■ Challenge
Return every record exactly as written.

(Position annotation records)
--------
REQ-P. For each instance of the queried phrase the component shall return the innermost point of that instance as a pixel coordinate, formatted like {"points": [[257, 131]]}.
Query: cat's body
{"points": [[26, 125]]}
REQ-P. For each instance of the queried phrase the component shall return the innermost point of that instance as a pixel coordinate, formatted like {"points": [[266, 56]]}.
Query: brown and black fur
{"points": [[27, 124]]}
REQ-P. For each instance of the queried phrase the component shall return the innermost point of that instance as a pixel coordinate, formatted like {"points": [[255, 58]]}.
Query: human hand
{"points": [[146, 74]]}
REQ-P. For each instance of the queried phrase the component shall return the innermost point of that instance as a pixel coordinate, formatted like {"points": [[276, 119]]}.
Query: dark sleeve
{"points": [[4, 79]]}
--------
■ Problem solution
REQ-P. For each instance of the queried phrase the component shall return the innermost point of that instance as a pixel coordinate, formatted like {"points": [[257, 131]]}.
Query: cat's body
{"points": [[26, 125]]}
REQ-P. For each instance of the queried phrase the component shall return the innermost point of that instance as a pixel coordinate, formatted like {"points": [[266, 56]]}.
Query: brown and black fur
{"points": [[27, 124]]}
REQ-P. For each instance of the queried phrase the component shall return the innermost point of that instance as a pixel coordinate, formatted like {"points": [[255, 58]]}.
Query: human hand
{"points": [[146, 74]]}
REQ-P. For each instance of the queried phrase the component shall return the innermost point of that instance as a pixel coordinate, formatted like {"points": [[276, 119]]}.
Query: dark sleeve
{"points": [[4, 79]]}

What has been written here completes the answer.